# [Goal of the exercise]
Print every line of the records below exactly as it reads.

### Information given ###

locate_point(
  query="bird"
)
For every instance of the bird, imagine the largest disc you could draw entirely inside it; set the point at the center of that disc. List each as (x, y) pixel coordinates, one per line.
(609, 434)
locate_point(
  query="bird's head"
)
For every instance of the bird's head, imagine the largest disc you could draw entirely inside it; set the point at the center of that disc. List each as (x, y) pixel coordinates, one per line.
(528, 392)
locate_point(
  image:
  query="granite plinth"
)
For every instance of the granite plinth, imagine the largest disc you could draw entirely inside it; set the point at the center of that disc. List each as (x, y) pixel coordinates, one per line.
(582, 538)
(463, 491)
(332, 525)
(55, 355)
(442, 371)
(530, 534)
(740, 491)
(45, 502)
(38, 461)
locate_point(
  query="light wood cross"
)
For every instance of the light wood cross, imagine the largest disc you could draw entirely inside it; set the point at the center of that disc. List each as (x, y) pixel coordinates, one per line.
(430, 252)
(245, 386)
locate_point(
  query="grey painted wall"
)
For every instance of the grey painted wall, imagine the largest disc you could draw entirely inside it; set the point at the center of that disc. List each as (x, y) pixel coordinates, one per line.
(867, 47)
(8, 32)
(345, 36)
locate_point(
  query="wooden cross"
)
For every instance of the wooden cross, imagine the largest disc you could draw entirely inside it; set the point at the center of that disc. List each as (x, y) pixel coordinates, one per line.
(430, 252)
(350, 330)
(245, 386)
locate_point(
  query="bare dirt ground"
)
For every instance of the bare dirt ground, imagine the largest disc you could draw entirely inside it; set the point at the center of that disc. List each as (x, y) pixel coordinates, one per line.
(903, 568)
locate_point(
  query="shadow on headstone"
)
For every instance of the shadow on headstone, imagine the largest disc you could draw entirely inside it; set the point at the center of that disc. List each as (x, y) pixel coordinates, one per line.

###

# [Expected answer]
locate_point(
  query="bird"
)
For every instance of the bird, imagine the largest disc you could draw entirely inside it; set the point at the center of that disc. List each as (x, y) pixel coordinates, one per line.
(609, 434)
locate_point(
  query="bird's head"
)
For every instance of the bird's head, imagine the largest disc you could draw entirely inside it; set the point at the center of that disc. List each as (x, y) pixel coordinates, one per line.
(528, 392)
locate_point(
  image:
  query="granite plinth"
)
For every instance of the granite plinth, imagine the largest disc you could draw entirely inside it; set the point at the center of that disc. List each as (x, y) pixel coordinates, one per line.
(582, 538)
(463, 491)
(332, 525)
(55, 355)
(442, 371)
(530, 534)
(740, 491)
(45, 502)
(38, 461)
locate_point(
  query="light wood cross"
)
For every instance of the light wood cross, imagine the largest disc you could draw entirely inside it; set the point at the center of that disc. List each as (x, y) pixel coordinates, one per line.
(430, 252)
(245, 386)
locate_point(
  query="grey painted wall"
)
For every instance of the grey painted wall, imagine the largest disc you could draw entirely inside it; set the point at the center of that disc. List each as (x, y) pixel coordinates, one per line.
(867, 47)
(8, 32)
(345, 36)
locate_point(
  query="wooden cross"
)
For every instance of the wooden cross, imagine the largest disc you could draw entirely inside it; set the point at the center of that disc. List each as (x, y) pixel coordinates, one per line.
(430, 252)
(350, 330)
(245, 386)
locate_point(
  query="bare dirt ground"
)
For every instance of the bare dirt ground, imagine the largest disc you could draw entirely inside it; set the point at the center of that disc. List each as (x, y) pixel coordinates, one per line.
(903, 568)
locate_point(
  query="shadow on headstone"
)
For every instance of the shadow on headstone, imagine the largest disc you could draw entirely inside it; set the point at the center of that disc. List each as (x, y) pixel coordinates, one per line.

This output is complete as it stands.